## BEGIN RECORDS FOR THIS TASK

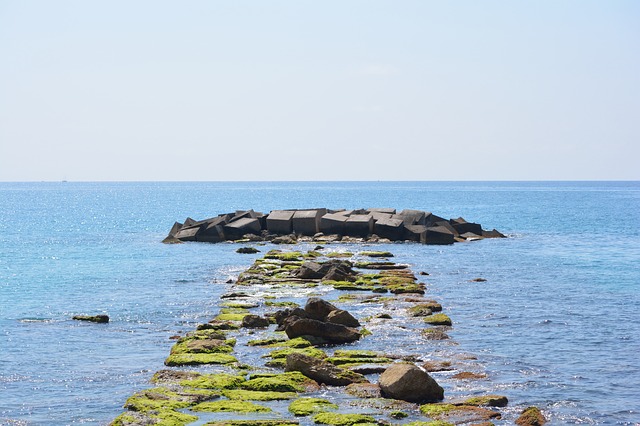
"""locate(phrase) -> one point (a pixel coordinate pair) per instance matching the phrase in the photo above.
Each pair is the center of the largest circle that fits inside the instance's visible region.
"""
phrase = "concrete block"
(415, 233)
(307, 222)
(439, 235)
(382, 210)
(462, 226)
(236, 229)
(413, 217)
(359, 225)
(390, 228)
(280, 222)
(333, 223)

## END RECORDS FOR THIS TASK

__PROBLEM TO WORK ON__
Reproduce the whole listing word for word, setting aside any pictures.

__RESULT OF THIS EXERCISE__
"""locate(phrase) -> one point (a pixel coordinate pair) per instance matching the phrase in the photo above.
Each pair is the center of the largest circle that fits inside the instance's visible region.
"""
phrase = "concrete block"
(415, 233)
(307, 222)
(439, 235)
(382, 210)
(462, 226)
(236, 229)
(413, 217)
(359, 225)
(390, 228)
(280, 222)
(333, 223)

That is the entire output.